== Source text ==
============

# Who do you aspire to be?



## idolizechristinasalgado (Mar 21, 2013)

Personality wise other than "confident"?


----------



## Sadok (Mar 9, 2013)

An empathic person , i'm feeling like i have lost my empathy which is something i wouldn't want because i've always wanted to understand and feel people's feelings to maintain a better connection with them.


----------



## Phalene (Feb 15, 2013)

Someone less afraid to tell others that they go too far.
Someone with more will power.


----------



## AnOnYmOuSgIrL101 (Apr 12, 2013)

Myself around everyone. I also aspire to become an author and do whatever I want to do, I don't want to end up unhappy or stuck in a boring job.


----------



## NoHeart (May 5, 2012)

Myself, free from all doubts, insecurities, irrational fears and alien thoughts.


----------



## Daveyboy (Jan 13, 2013)

idolizechristinasalgado said:


> Personality wise other than "confident"?


I am very comfortable with my personality..I'm nice, polite and caring..

The only change to aspire to would be able to show it..


----------



## ninjaslol (Aug 15, 2012)

AnOnYmOuSgIrL101 said:


> Myself around everyone.


^


----------



## Bohuw (Feb 1, 2013)

Im happy with my personality too I just don't want to be a coward.


----------



## peach123 (Dec 13, 2010)

Someone that is free of social anxiety and fear of socializing.


----------



## graymatter (Mar 31, 2011)

Happy, Healthy and Successful.

That's the short version anyways.

============

== What to do ==
1) Answer from the forum thread:
(a) What does Sadok feel they have lost?
(b) Besides being themselves around everyone, what does AnOnYmOuSgIrL101 aspire to become?
(c) What does Bohuw say they don't want to be?
2) Lay out the lines of the entry below as a JSON list of strings, one string per line, leaving out blank lines and the picture.
The forum thread and the entry after it are separate material.

============

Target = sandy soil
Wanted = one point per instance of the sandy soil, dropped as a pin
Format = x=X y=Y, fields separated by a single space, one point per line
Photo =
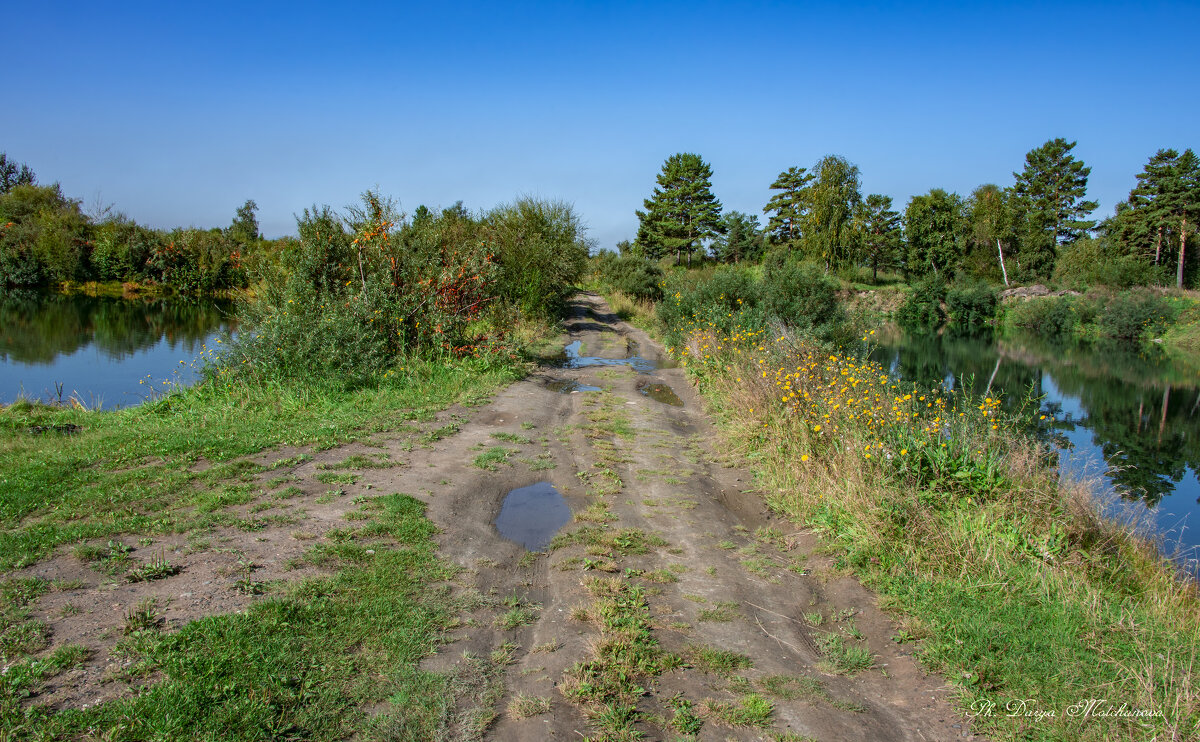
x=747 y=581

============

== Answer list ==
1)
(a) Their empathy.
(b) An author.
(c) A coward.

2)
[
  "Target = sandy soil",
  "Wanted = one point per instance of the sandy soil, dropped as a pin",
  "Format = x=X y=Y, fields separated by a single space, one point per line",
  "Photo =",
  "x=747 y=581"
]